Loan Think

Johnson-Crapo Bill: Flawed Resolution to an Interminable Situation

crapo-mik.jpg
Senator Mike Crapo, a Republican from Idaho, questions witnesses during a Senate Banking Committee hearing with Richard Cordray, director of the Consumer Financial Protection Bureau (CFPB), and Mary Jo White, nominee for chairman of the U.S. Securities and Exchange Commission (SEC), in Washington, D.C., U.S., on Tuesday, March 12, 2013. Cordray pledged to continue to pursue policies that protect consumers as the Senate considers his second nomination to run the agency. Photographer: Andrew Harrer/Bloomberg *** Local Caption *** Mike Crapo
Andrew Harrer/Bloomberg

The conservatorship of Fannie Mae and Freddie Mac is shaping up to be the longest-running show since "Miss Saigon."

Delays in resolving what to do with the government-sponsored enterprises are now in their sixth year. With an additional five-year timeframe for implementation of reforms suggested by Sens. Tim Johnson, D-S.D., and Mike Crapo, R-Idaho, this spectacle could easily run as long as the musical performed on Broadway from 1991 to 2001.

And that's assuming the Johnson-Crapo bill even gets passed this year. My colleague Victoria Finkle has reported in American Banker that the committee vote on GSE reform set for April 29 may get shoved back while Senate Banking Committee leaders Johnson and Crapo try to woo the more liberal Democratic members of the panel into voting yes.

In the meantime here's some consideration of the key points of the proposed reform (neatly put together by Victoria in a GSE reform cheat sheet).

→ Recorded information:

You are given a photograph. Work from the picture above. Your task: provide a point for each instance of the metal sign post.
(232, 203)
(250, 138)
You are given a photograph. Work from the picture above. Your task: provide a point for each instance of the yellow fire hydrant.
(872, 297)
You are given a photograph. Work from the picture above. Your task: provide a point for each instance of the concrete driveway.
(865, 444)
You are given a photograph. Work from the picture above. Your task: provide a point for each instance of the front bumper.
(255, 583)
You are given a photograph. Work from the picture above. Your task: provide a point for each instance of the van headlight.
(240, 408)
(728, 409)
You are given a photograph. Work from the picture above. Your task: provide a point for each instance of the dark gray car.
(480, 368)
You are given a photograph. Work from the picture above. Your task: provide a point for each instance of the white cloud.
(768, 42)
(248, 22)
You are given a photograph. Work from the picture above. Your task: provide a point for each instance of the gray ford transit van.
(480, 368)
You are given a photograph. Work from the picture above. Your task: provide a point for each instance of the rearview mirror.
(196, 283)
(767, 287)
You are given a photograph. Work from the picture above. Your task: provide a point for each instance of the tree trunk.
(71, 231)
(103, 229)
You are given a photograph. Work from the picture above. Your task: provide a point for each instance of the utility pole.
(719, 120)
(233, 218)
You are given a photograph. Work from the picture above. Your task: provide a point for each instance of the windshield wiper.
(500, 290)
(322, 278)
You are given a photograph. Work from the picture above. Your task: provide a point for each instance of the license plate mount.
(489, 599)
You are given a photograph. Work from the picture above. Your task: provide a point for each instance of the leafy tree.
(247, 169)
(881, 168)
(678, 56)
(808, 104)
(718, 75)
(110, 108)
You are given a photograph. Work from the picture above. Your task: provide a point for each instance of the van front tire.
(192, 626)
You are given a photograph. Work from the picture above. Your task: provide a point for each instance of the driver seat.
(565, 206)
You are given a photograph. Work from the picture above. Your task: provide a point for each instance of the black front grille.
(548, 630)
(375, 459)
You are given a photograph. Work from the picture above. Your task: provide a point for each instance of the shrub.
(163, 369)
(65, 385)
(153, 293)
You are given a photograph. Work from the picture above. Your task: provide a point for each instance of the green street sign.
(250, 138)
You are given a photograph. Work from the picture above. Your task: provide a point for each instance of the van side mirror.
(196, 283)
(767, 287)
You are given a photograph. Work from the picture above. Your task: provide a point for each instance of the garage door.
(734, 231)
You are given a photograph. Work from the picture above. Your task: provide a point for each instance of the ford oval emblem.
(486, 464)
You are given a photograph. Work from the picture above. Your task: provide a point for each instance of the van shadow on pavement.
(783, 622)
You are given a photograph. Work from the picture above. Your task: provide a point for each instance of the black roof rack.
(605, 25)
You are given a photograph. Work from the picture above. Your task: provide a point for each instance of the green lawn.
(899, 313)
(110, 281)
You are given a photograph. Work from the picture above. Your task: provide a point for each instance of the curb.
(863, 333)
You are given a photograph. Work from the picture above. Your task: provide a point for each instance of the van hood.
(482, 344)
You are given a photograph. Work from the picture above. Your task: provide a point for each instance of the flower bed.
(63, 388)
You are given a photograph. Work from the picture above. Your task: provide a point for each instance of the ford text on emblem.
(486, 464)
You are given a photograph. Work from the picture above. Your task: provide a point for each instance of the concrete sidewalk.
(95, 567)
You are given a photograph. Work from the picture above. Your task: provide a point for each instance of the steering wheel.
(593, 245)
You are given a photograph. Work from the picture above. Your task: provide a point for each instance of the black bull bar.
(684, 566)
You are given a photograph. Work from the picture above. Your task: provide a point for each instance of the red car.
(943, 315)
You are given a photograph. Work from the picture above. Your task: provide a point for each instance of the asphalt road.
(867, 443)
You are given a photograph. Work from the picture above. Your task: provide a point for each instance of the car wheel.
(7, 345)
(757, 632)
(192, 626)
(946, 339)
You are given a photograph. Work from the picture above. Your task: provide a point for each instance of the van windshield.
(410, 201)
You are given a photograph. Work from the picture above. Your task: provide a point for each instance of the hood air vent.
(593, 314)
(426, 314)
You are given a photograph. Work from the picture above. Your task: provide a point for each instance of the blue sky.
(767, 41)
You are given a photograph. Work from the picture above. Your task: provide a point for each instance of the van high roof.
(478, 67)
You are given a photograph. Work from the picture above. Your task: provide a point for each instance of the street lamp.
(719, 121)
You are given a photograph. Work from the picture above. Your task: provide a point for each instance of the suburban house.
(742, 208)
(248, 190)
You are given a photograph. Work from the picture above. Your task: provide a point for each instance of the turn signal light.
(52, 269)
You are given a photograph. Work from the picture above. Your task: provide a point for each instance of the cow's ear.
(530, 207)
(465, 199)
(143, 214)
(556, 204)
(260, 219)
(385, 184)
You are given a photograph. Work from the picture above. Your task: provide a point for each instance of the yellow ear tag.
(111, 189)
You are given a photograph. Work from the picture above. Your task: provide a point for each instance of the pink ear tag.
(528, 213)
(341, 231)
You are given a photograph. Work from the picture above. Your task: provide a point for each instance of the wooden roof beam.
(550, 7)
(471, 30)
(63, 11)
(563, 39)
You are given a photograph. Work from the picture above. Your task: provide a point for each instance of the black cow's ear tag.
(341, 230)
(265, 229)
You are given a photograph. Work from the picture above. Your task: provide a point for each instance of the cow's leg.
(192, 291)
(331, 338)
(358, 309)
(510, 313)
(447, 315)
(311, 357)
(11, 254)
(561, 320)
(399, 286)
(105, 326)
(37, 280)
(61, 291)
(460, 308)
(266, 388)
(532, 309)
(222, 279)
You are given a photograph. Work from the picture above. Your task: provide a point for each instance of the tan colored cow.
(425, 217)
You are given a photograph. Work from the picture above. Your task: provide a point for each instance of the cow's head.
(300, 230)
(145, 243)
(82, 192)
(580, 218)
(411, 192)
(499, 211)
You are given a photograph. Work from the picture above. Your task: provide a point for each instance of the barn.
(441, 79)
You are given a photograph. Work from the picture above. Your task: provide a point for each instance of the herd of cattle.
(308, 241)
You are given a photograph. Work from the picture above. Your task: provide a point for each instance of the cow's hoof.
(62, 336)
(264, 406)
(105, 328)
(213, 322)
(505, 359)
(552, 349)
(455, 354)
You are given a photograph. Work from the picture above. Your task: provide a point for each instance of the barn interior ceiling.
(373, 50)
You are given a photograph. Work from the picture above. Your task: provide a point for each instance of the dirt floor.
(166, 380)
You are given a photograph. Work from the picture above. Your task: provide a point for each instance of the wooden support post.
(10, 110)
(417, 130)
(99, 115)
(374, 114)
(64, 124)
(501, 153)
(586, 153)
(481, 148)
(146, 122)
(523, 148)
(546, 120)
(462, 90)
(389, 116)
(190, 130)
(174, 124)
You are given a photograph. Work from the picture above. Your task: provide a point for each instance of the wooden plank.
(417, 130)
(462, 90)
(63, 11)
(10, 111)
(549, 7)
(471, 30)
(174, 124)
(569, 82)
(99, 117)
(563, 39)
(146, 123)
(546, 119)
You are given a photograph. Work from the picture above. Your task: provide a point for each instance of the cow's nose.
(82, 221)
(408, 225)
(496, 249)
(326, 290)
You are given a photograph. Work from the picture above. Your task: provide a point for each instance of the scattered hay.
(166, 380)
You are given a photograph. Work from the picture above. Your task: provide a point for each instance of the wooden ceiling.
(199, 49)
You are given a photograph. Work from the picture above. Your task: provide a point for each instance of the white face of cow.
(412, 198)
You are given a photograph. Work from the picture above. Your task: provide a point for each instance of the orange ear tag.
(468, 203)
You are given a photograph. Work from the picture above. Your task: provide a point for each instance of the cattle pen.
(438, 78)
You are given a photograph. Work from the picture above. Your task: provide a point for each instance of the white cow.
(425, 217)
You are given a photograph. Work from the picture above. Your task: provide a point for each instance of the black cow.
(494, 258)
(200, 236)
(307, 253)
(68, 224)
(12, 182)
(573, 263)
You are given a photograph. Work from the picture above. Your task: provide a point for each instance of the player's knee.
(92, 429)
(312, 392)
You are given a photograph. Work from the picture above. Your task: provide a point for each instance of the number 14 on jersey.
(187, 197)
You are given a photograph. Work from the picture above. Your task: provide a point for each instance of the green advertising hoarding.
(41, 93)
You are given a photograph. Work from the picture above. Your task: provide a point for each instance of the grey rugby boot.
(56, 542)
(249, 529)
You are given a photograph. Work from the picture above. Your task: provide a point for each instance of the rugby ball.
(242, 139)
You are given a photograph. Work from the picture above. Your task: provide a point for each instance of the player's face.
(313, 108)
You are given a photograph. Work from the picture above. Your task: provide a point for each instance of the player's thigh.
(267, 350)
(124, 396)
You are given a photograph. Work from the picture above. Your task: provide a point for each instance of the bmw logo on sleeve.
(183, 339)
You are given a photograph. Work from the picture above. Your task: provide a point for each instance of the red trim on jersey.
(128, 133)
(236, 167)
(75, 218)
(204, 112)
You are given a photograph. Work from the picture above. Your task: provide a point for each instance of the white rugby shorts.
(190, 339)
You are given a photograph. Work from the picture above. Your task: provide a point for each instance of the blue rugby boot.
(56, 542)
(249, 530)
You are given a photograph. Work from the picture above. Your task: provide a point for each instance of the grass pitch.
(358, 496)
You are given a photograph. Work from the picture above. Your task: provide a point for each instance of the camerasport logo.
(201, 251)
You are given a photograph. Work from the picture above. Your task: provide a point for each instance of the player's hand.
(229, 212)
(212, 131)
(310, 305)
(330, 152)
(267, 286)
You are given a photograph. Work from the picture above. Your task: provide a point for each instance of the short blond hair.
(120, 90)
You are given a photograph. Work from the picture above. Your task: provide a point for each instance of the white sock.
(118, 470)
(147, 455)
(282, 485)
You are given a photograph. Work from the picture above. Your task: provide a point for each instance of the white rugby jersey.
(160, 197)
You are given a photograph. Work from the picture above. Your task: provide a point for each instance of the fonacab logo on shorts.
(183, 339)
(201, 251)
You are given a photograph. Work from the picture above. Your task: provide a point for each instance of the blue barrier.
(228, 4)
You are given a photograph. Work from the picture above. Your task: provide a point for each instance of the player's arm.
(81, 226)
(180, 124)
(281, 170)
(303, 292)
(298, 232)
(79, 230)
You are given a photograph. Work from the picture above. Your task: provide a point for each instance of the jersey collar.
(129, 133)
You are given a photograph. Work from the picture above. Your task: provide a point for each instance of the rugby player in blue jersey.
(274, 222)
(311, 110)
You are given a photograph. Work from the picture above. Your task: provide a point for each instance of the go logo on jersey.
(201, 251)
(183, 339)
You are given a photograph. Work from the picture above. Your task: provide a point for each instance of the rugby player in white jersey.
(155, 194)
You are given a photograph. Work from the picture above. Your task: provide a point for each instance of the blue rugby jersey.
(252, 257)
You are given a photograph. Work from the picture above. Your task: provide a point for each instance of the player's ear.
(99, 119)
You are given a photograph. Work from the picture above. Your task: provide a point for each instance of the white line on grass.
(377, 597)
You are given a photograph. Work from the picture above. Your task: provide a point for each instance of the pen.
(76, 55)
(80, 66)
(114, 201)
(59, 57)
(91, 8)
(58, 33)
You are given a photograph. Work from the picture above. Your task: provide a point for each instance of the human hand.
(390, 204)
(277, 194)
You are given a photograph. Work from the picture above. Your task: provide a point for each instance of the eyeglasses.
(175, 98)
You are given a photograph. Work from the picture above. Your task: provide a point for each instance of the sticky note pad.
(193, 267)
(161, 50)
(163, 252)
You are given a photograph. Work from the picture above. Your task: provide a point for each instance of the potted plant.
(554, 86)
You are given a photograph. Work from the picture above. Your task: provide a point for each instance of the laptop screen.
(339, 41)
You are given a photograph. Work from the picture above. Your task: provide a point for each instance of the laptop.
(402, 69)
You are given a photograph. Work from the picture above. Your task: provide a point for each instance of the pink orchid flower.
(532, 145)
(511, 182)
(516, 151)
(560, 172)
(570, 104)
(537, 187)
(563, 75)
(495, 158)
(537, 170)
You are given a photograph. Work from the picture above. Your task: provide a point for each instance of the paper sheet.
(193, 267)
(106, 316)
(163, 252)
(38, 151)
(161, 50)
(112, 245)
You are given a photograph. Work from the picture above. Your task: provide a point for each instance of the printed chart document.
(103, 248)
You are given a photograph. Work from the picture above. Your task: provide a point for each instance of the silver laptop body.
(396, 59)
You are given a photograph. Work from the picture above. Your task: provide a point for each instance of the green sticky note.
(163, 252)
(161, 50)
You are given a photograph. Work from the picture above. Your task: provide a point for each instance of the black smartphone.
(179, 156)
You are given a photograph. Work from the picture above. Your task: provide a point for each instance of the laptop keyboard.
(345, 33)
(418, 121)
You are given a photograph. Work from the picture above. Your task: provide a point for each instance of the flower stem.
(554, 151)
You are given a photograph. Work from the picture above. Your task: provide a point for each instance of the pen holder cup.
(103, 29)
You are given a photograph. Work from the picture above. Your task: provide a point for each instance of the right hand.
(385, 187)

→ Written instruction:
Rewrite the passage of the Johnson-Crapo bill article that opens with the words containing "Delays in resolving" and closes with "1991 to 2001.", changing "sixth" to "seventh".

→ Final result:
Delays in resolving what to do with the government-sponsored enterprises are now in their seventh year. With an additional five-year timeframe for implementation of reforms suggested by Sens. Tim Johnson, D-S.D., and Mike Crapo, R-Idaho, this spectacle could easily run as long as the musical performed on Broadway from 1991 to 2001.